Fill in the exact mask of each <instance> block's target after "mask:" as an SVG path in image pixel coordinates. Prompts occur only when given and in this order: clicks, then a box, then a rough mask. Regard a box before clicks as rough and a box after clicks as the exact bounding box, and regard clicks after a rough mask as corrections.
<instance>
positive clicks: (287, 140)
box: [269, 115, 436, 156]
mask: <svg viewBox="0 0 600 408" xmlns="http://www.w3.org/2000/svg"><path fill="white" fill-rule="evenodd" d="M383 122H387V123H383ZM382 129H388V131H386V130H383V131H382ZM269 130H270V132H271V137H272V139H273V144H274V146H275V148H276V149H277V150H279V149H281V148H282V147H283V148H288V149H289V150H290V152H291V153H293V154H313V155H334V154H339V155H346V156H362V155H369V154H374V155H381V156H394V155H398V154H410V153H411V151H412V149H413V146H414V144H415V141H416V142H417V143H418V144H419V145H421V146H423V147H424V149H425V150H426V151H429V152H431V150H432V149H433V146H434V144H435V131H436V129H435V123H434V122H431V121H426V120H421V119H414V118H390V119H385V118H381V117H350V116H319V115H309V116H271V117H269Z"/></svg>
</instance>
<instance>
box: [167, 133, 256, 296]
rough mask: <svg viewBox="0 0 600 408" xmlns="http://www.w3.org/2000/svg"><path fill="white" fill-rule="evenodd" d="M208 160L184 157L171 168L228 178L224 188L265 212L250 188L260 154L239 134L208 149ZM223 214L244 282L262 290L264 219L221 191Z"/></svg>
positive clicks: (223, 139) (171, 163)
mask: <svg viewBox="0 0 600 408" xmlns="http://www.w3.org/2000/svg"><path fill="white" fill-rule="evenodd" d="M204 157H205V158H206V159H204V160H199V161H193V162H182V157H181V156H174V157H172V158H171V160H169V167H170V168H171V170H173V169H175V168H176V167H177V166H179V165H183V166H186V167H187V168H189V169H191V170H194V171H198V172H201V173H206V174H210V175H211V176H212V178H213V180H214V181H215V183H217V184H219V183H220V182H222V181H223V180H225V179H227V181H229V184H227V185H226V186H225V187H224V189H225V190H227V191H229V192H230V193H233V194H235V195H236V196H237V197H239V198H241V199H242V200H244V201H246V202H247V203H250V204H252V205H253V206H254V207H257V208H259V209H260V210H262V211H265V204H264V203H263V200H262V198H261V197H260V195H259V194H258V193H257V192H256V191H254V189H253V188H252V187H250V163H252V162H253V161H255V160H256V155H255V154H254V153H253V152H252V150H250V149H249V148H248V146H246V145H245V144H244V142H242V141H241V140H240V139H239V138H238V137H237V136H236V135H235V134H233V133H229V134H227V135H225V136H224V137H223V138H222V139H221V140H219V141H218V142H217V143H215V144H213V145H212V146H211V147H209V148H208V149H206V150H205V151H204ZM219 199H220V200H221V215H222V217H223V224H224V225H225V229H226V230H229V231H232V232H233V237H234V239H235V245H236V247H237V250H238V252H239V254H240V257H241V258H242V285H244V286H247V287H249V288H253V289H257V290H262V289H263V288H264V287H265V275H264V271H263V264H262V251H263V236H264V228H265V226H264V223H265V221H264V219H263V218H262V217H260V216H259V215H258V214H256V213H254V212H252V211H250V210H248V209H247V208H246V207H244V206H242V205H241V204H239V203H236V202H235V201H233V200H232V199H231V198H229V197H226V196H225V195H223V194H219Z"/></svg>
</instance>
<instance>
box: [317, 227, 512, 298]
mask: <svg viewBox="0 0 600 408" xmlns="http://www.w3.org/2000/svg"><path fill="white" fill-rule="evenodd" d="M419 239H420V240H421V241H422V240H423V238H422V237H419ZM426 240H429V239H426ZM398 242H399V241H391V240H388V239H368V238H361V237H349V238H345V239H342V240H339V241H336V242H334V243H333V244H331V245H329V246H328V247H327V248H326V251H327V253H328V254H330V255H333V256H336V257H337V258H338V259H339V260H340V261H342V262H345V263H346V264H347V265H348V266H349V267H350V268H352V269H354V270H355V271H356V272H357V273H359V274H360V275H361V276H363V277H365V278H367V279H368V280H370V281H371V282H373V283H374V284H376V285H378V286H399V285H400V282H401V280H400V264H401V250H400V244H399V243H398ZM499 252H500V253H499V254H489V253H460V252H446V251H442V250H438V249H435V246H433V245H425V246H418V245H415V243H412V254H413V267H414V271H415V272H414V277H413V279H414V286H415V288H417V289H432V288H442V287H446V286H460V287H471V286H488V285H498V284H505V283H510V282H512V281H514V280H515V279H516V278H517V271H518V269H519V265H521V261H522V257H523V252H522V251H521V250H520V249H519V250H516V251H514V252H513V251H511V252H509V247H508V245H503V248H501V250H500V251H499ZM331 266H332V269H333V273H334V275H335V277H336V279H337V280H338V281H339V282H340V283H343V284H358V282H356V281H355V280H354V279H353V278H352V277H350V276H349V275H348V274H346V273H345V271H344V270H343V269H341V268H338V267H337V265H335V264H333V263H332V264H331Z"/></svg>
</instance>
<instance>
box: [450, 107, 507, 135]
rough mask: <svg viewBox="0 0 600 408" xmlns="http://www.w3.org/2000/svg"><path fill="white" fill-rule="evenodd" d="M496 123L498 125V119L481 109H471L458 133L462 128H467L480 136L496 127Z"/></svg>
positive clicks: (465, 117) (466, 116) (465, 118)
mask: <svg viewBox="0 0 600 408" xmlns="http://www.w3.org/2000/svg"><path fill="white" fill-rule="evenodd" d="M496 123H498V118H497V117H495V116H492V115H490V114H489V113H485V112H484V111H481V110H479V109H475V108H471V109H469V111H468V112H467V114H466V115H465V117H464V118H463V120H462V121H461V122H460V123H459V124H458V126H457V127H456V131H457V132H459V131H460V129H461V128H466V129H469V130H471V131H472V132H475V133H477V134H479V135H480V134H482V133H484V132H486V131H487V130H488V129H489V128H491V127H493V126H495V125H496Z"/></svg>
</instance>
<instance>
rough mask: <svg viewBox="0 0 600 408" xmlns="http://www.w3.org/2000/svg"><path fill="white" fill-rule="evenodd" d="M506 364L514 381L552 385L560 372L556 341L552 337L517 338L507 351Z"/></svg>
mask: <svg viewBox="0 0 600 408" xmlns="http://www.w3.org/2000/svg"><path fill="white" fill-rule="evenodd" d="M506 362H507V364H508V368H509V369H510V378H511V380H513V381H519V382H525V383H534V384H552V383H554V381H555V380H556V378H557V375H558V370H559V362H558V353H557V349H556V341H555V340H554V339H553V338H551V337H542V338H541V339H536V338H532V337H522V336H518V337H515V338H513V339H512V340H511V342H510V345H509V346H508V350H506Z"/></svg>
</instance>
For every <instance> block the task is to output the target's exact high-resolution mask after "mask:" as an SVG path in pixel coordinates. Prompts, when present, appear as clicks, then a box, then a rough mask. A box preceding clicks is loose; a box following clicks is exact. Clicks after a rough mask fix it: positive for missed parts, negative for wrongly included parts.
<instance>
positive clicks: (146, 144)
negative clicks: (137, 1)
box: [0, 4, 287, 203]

--------------------------------------------------

**ABOUT THIS TASK:** Quote every entry exactly.

**SOLUTION BELOW:**
Fill in the exact mask of each <instance> block's target after "mask:" as an SVG path in image pixel coordinates. Prompts occur only when given and in this order: clicks, then a box, then a rough mask. Regard a box before clicks as rough and a box after clicks as the exact bounding box, and regard clicks after a rough mask as corrections.
<instance>
positive clicks: (287, 140)
box: [269, 115, 436, 156]
mask: <svg viewBox="0 0 600 408" xmlns="http://www.w3.org/2000/svg"><path fill="white" fill-rule="evenodd" d="M383 122H387V123H383ZM382 129H388V131H386V130H383V131H382ZM269 130H270V132H271V137H272V139H273V144H274V146H275V148H276V149H277V150H279V149H281V148H282V147H283V148H288V149H289V150H290V152H291V153H293V154H313V155H334V154H339V155H346V156H362V155H369V154H374V155H381V156H394V155H398V154H410V153H411V151H412V149H413V146H414V144H415V141H416V142H417V143H418V144H419V145H421V146H423V147H424V149H425V150H426V151H429V152H431V150H432V149H433V146H434V144H435V131H436V129H435V123H434V122H431V121H426V120H421V119H414V118H390V119H385V118H381V117H350V116H319V115H309V116H271V117H269Z"/></svg>
</instance>
<instance>
box: [167, 133, 256, 296]
rough mask: <svg viewBox="0 0 600 408" xmlns="http://www.w3.org/2000/svg"><path fill="white" fill-rule="evenodd" d="M208 160L184 157L171 168L228 178L224 188L265 212L250 188L260 154L239 134L208 149ZM223 214L244 282L262 290L264 219L221 191Z"/></svg>
positive clicks: (223, 139) (171, 163)
mask: <svg viewBox="0 0 600 408" xmlns="http://www.w3.org/2000/svg"><path fill="white" fill-rule="evenodd" d="M204 157H205V158H206V159H204V160H199V161H193V162H182V157H181V156H174V157H172V158H171V160H169V167H170V168H171V170H173V169H175V168H176V167H177V166H179V165H183V166H186V167H187V168H189V169H191V170H194V171H198V172H201V173H206V174H210V175H211V176H212V178H213V180H214V181H215V183H217V184H219V183H220V182H222V181H223V180H225V179H227V181H229V184H227V185H226V186H225V187H224V189H225V190H227V191H229V192H230V193H233V194H235V195H236V196H237V197H239V198H241V199H242V200H244V201H246V202H247V203H250V204H252V205H253V206H254V207H257V208H259V209H260V210H262V211H265V204H264V203H263V200H262V198H261V197H260V195H259V194H258V193H257V192H256V191H254V189H253V188H252V187H250V163H252V162H253V161H255V160H256V155H255V154H254V153H253V152H252V150H250V149H249V148H248V146H246V145H245V144H244V142H242V141H241V140H240V139H239V138H238V137H237V136H236V135H235V134H233V133H229V134H227V135H225V136H224V137H223V138H222V139H221V140H219V141H218V142H217V143H215V144H213V145H212V146H211V147H209V148H208V149H206V150H205V151H204ZM219 199H220V200H221V215H222V217H223V224H224V225H225V229H226V230H229V231H232V232H233V237H234V239H235V245H236V247H237V250H238V252H239V254H240V257H241V258H242V285H244V286H247V287H249V288H253V289H257V290H262V289H263V288H264V287H265V275H264V271H263V264H262V251H263V236H264V228H265V226H264V223H265V221H264V219H263V218H262V217H260V216H259V215H258V214H256V213H254V212H252V211H250V210H248V209H247V208H246V207H244V206H242V205H241V204H239V203H236V202H235V201H233V200H232V199H231V198H229V197H226V196H225V195H223V194H219Z"/></svg>
</instance>
<instance>
box: [317, 227, 512, 298]
mask: <svg viewBox="0 0 600 408" xmlns="http://www.w3.org/2000/svg"><path fill="white" fill-rule="evenodd" d="M419 239H420V240H421V241H422V240H423V238H422V237H419ZM426 240H429V239H426ZM398 242H399V241H391V240H388V239H368V238H361V237H349V238H345V239H342V240H339V241H336V242H334V243H333V244H331V245H329V246H328V247H327V248H326V251H327V253H328V254H330V255H333V256H336V257H337V258H338V259H339V260H340V261H342V262H345V263H346V264H347V265H348V266H349V267H350V268H352V269H354V270H355V271H356V272H357V273H359V274H360V275H361V276H363V277H365V278H367V279H368V280H370V281H371V282H373V283H374V284H376V285H378V286H399V285H400V282H401V280H400V264H401V250H400V244H399V243H398ZM499 252H500V253H499V254H489V253H460V252H446V251H442V250H438V249H435V246H433V245H425V246H418V245H415V243H412V254H413V267H414V271H415V272H414V277H413V279H414V286H415V288H417V289H432V288H442V287H446V286H460V287H471V286H488V285H498V284H505V283H510V282H512V281H514V280H515V279H516V278H517V271H518V269H519V265H521V261H522V257H523V252H522V251H521V250H520V249H519V250H516V251H514V252H513V251H511V252H509V247H508V245H503V248H501V250H500V251H499ZM331 266H332V269H333V273H334V275H335V277H336V279H337V280H338V281H339V282H340V283H343V284H358V282H356V281H355V280H354V279H353V278H352V277H350V276H349V275H348V274H346V273H345V271H344V270H343V269H341V268H338V267H337V265H335V264H333V263H332V264H331Z"/></svg>
</instance>
<instance>
box: [450, 107, 507, 135]
rough mask: <svg viewBox="0 0 600 408" xmlns="http://www.w3.org/2000/svg"><path fill="white" fill-rule="evenodd" d="M496 123L498 125V119L481 109H471L458 133L462 128H467L480 136L496 127Z"/></svg>
positive clicks: (465, 117) (466, 116) (465, 118)
mask: <svg viewBox="0 0 600 408" xmlns="http://www.w3.org/2000/svg"><path fill="white" fill-rule="evenodd" d="M496 123H498V118H497V117H495V116H492V115H490V114H489V113H485V112H484V111H481V110H479V109H475V108H471V109H469V111H468V112H467V114H466V115H465V117H464V118H463V120H462V121H461V122H460V123H459V124H458V126H457V127H456V131H457V132H459V131H460V129H461V128H466V129H469V130H471V131H472V132H475V133H477V134H479V135H480V134H482V133H484V132H486V131H487V130H488V129H489V128H491V127H493V126H495V125H496Z"/></svg>
</instance>
<instance>
rough mask: <svg viewBox="0 0 600 408" xmlns="http://www.w3.org/2000/svg"><path fill="white" fill-rule="evenodd" d="M506 364L514 381L552 385L560 372L556 341L552 337L517 338L507 351Z"/></svg>
mask: <svg viewBox="0 0 600 408" xmlns="http://www.w3.org/2000/svg"><path fill="white" fill-rule="evenodd" d="M506 362H507V364H508V368H509V369H510V378H511V380H513V381H519V382H525V383H534V384H552V383H554V381H555V380H556V378H557V375H558V370H559V362H558V353H557V349H556V341H555V340H554V339H553V338H551V337H542V338H541V339H536V338H532V337H522V336H518V337H515V338H513V339H512V340H511V342H510V345H509V346H508V350H506Z"/></svg>
</instance>
For every <instance> block the task is to output the target's exact high-resolution mask after "mask:" as an SVG path in pixel coordinates. Prompts, when present, appear as clicks, then a box, then a rough mask. A box preceding clicks is loose; a box following clicks is exact. Clicks after a rough mask fix it: positive for missed parts, negative for wrongly included parts.
<instance>
positive clicks: (146, 144)
negative clicks: (137, 1)
box: [0, 4, 287, 203]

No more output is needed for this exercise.